• _Requirement_
Start the output with the opening line of the listing below and continue, reproducing each line exactly, up to and including the line that contains "Target: race bib number 1106".

━━ Material for this exercise ━━

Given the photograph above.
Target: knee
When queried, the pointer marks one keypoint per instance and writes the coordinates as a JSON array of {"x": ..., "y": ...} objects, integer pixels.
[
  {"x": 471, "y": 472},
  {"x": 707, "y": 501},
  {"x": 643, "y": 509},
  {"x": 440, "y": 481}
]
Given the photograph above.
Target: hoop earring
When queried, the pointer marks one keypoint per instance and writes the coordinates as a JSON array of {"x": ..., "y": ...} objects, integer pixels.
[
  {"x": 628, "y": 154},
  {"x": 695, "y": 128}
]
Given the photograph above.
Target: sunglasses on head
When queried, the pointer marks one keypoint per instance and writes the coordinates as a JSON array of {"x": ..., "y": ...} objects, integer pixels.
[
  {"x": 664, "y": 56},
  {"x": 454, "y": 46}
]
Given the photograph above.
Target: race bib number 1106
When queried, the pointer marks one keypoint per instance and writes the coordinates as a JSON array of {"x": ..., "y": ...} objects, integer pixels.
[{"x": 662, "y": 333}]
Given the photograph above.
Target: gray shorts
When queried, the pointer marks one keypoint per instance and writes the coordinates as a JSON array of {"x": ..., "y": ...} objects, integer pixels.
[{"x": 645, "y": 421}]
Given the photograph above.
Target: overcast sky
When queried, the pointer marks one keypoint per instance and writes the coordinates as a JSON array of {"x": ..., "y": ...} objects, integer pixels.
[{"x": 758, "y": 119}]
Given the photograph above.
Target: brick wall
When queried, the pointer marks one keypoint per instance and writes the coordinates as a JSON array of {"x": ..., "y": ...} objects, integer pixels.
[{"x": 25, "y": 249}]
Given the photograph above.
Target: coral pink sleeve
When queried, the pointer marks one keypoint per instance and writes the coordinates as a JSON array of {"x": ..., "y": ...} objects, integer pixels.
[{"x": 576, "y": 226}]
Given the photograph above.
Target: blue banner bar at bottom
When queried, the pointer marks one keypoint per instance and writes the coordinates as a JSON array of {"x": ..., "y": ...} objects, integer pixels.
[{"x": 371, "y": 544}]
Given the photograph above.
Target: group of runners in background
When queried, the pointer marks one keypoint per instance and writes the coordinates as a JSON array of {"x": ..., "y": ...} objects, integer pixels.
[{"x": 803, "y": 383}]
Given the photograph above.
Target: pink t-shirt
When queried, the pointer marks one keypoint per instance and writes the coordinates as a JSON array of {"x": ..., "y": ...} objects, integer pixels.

━━━

• _Response area_
Given the photograph above.
Target: knee
When queried, the pointer marks one keypoint per instance and writes the coordinates as a JSON array of {"x": ..., "y": ...} objects, integer pixels.
[
  {"x": 471, "y": 472},
  {"x": 707, "y": 501},
  {"x": 643, "y": 509},
  {"x": 440, "y": 481}
]
Given the photograph above.
Target: hoop earring
When queried, the pointer marks one keypoint per instance and writes the coordinates as a JSON array of {"x": ..., "y": ...} objects, integer pixels.
[
  {"x": 628, "y": 154},
  {"x": 695, "y": 128}
]
Given the photograph above.
Target: sunglasses on head
When queried, the pointer marks one keypoint per instance and writes the coordinates as a JSON array of {"x": ..., "y": ...} objects, integer pixels.
[
  {"x": 664, "y": 56},
  {"x": 454, "y": 46}
]
Given the photograph above.
Target: race bib number 1106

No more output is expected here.